__Stated problem__. Produce an exact copy of the lines from the line containing "Target = tower crane" through the last line of the listing below, both ends included, and nothing else.

Data items
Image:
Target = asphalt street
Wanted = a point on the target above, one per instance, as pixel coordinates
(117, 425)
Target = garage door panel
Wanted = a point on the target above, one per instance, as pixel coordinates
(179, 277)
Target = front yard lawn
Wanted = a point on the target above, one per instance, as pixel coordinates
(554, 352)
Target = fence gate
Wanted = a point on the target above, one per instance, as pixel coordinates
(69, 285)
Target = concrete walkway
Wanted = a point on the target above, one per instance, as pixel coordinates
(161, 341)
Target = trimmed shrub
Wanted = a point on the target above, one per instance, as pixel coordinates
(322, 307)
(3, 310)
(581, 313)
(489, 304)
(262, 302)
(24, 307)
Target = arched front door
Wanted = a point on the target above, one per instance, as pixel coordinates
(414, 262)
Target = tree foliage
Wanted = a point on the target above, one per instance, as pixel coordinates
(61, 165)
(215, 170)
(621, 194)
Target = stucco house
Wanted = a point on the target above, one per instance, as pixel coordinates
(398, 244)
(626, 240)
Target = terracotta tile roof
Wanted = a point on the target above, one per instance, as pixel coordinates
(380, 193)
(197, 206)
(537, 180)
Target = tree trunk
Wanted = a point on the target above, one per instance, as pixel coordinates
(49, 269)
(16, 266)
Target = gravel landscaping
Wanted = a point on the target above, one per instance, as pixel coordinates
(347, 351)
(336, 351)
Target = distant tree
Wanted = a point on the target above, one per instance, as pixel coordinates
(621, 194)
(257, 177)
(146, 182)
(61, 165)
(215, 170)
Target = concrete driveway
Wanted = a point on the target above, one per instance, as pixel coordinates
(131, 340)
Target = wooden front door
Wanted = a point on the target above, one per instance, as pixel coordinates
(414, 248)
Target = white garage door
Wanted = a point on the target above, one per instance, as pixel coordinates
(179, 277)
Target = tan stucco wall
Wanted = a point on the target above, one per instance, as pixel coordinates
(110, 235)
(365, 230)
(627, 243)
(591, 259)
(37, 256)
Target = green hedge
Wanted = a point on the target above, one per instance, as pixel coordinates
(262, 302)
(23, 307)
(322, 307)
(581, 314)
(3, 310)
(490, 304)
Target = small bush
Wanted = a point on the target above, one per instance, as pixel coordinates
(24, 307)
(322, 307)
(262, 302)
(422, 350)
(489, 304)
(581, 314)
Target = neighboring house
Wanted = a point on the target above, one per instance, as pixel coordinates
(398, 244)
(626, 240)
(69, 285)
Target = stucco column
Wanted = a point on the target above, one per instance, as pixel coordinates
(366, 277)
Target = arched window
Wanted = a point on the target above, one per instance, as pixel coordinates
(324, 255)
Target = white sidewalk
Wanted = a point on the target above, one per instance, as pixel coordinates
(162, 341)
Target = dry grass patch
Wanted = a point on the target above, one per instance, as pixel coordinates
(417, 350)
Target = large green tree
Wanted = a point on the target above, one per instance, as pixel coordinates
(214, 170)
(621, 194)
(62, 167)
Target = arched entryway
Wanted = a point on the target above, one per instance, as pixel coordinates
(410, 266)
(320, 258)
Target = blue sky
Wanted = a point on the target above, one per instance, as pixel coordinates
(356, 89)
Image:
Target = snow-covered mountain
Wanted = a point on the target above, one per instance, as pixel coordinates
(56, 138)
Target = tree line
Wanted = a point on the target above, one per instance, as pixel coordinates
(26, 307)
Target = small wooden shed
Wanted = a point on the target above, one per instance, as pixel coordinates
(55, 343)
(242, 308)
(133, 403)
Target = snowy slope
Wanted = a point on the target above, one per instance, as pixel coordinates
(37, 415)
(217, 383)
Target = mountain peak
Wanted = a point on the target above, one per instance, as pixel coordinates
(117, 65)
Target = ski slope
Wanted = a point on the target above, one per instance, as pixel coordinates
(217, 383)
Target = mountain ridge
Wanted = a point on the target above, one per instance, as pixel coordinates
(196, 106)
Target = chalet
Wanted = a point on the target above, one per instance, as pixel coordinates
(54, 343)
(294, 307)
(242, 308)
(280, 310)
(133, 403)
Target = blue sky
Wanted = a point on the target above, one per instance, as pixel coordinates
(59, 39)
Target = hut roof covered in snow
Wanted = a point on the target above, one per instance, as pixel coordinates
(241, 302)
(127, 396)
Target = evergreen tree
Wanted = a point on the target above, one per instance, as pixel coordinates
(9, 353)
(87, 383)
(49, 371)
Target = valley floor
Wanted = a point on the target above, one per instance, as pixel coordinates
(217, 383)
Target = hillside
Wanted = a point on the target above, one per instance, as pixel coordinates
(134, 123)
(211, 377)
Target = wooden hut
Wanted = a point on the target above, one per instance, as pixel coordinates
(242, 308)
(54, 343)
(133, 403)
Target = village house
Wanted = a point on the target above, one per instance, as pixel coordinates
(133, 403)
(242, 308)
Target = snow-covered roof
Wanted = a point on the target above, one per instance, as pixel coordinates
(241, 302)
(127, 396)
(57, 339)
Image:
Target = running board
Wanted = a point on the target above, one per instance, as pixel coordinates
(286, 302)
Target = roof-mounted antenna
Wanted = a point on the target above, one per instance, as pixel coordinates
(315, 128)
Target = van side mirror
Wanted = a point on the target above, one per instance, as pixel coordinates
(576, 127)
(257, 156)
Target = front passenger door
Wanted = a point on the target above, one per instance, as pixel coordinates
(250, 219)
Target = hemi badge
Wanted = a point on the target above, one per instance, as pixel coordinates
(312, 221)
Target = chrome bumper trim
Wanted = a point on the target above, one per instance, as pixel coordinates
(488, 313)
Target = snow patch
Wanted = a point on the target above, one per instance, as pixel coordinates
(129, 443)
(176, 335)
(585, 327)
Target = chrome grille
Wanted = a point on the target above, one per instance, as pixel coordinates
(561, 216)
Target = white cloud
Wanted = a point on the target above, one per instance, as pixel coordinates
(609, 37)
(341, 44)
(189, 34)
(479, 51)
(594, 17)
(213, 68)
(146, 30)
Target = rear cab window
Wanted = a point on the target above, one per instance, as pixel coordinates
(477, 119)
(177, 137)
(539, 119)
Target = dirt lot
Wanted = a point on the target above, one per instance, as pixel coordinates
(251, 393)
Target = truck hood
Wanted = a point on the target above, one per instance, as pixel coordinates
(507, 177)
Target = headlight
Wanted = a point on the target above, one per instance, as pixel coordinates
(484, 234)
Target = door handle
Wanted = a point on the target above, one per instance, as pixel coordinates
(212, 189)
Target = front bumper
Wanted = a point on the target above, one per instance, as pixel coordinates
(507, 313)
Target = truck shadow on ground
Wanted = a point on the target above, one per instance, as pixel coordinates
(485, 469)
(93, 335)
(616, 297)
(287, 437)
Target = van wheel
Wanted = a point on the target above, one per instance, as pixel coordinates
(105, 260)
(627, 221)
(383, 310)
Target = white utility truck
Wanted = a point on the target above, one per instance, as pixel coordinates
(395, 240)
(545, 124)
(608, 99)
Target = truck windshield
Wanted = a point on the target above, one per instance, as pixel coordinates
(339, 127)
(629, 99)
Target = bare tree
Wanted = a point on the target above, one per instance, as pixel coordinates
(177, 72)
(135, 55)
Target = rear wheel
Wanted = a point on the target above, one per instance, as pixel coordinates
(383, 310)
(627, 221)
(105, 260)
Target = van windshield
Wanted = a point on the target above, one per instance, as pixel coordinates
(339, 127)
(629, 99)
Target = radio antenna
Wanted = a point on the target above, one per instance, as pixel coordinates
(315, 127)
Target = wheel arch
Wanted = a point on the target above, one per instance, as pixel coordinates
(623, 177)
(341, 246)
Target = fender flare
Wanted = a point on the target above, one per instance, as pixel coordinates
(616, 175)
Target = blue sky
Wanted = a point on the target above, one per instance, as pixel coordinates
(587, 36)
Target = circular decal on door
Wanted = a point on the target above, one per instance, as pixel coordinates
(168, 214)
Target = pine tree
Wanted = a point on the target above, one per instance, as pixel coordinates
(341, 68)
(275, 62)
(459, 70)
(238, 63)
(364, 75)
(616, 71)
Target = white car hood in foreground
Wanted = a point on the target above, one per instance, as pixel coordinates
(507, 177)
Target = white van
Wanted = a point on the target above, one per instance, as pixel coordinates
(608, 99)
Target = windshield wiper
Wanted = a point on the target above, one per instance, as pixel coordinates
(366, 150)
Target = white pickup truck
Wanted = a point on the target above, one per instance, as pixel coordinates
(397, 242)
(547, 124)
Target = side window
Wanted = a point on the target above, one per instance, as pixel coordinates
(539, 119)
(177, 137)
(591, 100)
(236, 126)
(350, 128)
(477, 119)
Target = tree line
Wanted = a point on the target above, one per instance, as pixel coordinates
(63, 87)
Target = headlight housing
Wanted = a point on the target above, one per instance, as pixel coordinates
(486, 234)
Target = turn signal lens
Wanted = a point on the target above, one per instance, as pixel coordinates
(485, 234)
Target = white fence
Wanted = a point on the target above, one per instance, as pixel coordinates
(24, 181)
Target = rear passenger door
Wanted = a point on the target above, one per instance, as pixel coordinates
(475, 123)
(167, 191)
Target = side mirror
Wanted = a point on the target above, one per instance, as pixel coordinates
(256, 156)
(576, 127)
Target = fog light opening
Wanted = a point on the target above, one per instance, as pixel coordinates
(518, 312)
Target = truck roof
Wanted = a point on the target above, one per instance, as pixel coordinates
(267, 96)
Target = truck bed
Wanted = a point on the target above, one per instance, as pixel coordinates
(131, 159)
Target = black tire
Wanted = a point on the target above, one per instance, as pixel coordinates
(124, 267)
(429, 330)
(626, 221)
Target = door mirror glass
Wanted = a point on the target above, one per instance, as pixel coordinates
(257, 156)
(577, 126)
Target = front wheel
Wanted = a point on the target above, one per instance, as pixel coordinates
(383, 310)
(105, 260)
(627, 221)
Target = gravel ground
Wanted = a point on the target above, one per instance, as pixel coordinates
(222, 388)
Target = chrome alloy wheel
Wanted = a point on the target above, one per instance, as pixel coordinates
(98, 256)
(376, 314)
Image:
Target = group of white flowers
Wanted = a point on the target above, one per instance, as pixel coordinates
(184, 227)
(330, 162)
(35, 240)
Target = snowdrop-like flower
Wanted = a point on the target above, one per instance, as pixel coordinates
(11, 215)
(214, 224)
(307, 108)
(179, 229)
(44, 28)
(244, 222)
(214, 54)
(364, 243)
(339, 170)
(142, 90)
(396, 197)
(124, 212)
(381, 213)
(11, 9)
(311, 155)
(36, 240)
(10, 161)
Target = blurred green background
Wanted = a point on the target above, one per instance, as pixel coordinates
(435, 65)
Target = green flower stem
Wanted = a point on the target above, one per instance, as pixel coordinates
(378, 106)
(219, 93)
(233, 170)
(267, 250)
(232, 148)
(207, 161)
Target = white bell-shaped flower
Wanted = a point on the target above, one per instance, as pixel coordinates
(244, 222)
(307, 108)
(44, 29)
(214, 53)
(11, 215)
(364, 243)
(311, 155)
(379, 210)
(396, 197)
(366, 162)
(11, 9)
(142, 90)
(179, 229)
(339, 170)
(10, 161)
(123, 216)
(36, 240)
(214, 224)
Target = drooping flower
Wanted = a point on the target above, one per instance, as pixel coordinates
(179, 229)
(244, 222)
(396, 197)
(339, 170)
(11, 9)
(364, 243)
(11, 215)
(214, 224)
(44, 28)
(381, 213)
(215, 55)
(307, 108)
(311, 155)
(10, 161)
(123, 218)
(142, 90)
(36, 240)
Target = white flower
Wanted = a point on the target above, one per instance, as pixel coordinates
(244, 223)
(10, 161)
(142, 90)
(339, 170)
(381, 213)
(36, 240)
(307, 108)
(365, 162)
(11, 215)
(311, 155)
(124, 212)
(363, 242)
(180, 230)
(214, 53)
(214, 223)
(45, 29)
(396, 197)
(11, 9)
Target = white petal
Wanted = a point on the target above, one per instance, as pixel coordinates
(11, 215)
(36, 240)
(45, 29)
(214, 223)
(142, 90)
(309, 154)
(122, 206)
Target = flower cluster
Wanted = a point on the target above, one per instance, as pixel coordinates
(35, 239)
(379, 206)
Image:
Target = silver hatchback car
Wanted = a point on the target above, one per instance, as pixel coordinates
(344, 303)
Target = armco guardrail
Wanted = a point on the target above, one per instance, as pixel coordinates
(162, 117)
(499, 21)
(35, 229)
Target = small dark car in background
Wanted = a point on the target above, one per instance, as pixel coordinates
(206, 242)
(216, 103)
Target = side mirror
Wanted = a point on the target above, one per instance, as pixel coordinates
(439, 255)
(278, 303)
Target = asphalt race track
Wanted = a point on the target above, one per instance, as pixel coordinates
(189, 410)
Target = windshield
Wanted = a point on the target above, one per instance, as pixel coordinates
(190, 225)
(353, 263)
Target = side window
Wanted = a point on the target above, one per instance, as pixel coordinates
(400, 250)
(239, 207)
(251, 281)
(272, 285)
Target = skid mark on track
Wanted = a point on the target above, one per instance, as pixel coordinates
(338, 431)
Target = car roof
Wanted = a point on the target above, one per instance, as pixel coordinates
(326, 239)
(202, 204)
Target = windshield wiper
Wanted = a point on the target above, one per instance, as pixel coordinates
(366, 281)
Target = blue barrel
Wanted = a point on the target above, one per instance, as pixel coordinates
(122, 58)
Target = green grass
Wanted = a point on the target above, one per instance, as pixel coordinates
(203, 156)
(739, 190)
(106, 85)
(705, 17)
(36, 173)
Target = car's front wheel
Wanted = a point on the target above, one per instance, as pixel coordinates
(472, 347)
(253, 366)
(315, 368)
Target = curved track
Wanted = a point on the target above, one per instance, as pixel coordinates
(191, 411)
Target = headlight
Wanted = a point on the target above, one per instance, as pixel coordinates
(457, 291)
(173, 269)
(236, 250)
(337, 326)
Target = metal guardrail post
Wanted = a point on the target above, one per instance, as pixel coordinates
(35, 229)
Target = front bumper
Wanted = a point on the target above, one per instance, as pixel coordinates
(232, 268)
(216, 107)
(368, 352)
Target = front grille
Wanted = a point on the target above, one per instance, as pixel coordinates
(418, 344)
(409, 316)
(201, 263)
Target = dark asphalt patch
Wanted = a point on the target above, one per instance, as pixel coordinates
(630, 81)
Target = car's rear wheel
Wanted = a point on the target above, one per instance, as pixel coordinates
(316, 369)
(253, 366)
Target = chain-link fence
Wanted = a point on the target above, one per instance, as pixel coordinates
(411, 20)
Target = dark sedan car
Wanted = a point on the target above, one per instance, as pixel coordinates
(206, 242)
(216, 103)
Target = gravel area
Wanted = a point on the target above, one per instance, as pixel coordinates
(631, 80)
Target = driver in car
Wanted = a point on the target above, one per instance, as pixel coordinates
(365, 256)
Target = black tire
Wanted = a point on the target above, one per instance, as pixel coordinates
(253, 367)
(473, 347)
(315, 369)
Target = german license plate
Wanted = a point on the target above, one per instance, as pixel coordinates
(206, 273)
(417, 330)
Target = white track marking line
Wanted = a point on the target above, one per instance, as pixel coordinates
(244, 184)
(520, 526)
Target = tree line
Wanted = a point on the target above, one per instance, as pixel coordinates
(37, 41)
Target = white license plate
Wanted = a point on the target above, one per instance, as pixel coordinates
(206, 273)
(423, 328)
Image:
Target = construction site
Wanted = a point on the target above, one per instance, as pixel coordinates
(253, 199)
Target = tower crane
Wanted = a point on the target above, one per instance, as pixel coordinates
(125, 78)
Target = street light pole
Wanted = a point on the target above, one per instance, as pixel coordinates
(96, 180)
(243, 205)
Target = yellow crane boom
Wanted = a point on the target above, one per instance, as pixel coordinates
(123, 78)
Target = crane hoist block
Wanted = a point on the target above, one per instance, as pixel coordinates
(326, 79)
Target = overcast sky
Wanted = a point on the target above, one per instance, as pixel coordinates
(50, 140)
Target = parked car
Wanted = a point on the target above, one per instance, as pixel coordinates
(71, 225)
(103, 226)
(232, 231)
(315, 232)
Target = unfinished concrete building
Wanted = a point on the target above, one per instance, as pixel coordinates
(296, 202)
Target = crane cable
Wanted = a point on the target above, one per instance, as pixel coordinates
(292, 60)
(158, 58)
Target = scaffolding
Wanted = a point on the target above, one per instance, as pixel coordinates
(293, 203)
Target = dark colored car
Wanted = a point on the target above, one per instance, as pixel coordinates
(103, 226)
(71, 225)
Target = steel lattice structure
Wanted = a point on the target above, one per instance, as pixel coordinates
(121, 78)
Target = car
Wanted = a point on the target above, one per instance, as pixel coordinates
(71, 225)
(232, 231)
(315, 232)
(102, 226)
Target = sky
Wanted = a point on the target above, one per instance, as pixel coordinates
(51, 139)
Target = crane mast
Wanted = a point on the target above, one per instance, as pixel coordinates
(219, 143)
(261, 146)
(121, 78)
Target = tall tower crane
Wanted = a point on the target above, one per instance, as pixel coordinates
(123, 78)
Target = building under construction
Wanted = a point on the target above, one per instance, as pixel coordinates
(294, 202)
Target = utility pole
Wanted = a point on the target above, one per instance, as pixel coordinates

__Finished exercise__.
Target = tower crane
Wanted = a point on the target above, one per instance, as pixel coordinates
(125, 78)
Target = street light pole
Wanted = a point on the target above, one per instance, as pixel coordinates
(96, 180)
(243, 205)
Target = yellow crane boom
Wanted = a point on the target above, one per instance, as pixel coordinates
(123, 78)
Target = crane hoist block
Wanted = a point on the target above, one per instance, as pixel coordinates
(326, 79)
Target = overcast sky
Wanted = a point on the target above, one per instance, as pixel coordinates
(50, 140)
Target = parked car
Wanted = a point on the target above, one per instance, as pixel coordinates
(71, 225)
(103, 226)
(232, 231)
(315, 232)
Target = unfinished concrete building
Wanted = a point on the target above, one per instance, as pixel coordinates
(296, 202)
Target = crane cable
Wanted = a point on the target above, one per instance, as pixel coordinates
(292, 60)
(158, 58)
Target = scaffolding
Wanted = a point on the target above, one per instance, as pixel coordinates
(293, 203)
Target = dark colored car
Wanted = a point on the target above, one per instance, as pixel coordinates
(103, 226)
(71, 225)
Target = steel lattice structure
Wanted = a point on the target above, one per instance, as pixel coordinates
(121, 78)
Target = car
Wanted = a point on the target above, one per instance, as pixel coordinates
(71, 225)
(232, 231)
(315, 232)
(102, 226)
Target = sky
Wanted = a point on the target above, one per instance, as pixel coordinates
(51, 139)
Target = crane mast
Wanted = a point on the target above, one per instance, as pixel coordinates
(219, 143)
(261, 146)
(121, 78)
Target = tall tower crane
Wanted = a point on the target above, one per instance, as pixel coordinates
(123, 78)
Target = building under construction
Wanted = a point on the target above, one per instance, as pixel coordinates
(294, 202)
Target = utility pole
Wanted = a point on the target above, one per instance, as pixel coordinates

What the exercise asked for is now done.